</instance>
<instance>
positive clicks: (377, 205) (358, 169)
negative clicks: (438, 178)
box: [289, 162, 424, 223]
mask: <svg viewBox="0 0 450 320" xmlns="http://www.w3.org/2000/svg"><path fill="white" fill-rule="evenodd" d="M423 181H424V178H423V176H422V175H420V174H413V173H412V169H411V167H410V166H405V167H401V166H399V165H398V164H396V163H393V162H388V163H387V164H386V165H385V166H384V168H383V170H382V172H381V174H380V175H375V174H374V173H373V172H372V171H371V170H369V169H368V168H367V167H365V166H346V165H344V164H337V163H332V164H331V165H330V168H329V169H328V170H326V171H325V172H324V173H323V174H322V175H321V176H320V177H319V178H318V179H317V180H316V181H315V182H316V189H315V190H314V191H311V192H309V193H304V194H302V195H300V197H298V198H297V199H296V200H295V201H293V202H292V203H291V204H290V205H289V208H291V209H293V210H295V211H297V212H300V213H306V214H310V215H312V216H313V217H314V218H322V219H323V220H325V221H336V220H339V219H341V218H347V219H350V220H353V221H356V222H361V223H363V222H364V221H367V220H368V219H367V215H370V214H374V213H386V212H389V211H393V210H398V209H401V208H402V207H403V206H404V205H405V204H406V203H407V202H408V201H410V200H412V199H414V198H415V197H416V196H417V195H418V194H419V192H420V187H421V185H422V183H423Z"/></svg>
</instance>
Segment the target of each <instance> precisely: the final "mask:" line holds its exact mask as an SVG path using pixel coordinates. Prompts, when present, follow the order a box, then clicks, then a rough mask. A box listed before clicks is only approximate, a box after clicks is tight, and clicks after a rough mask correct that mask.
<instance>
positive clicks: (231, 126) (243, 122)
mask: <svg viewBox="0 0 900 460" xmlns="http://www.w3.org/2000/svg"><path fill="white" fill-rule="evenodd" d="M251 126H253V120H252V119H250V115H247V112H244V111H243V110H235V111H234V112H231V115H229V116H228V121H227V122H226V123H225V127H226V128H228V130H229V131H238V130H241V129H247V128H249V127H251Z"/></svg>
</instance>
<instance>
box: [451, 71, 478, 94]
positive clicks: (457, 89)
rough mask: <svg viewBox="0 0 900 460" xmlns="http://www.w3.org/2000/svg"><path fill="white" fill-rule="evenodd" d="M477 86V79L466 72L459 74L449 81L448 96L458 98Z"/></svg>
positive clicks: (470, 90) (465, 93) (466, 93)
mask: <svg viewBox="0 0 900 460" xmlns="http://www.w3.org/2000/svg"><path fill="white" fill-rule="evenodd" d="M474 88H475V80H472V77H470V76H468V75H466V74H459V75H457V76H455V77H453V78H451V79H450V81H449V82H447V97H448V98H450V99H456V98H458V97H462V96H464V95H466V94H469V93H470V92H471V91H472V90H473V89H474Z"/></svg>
+ + + + +
◆ **Aim of the exercise**
Every line containing the word "rough" must be copied from the material above.

◆ **Solution to the exercise**
Segment the target of each <instance> precisely: the final "mask:" line holds its exact mask as an SVG path using pixel coordinates. Prompts, when present, follow the order a box, then clicks, then a rough mask. A box listed before clicks is only approximate, a box after clicks is tight, and clicks after a rough mask correct that mask.
rough mask: <svg viewBox="0 0 900 460" xmlns="http://www.w3.org/2000/svg"><path fill="white" fill-rule="evenodd" d="M477 86V79L466 72L459 74L449 81L448 96L458 98Z"/></svg>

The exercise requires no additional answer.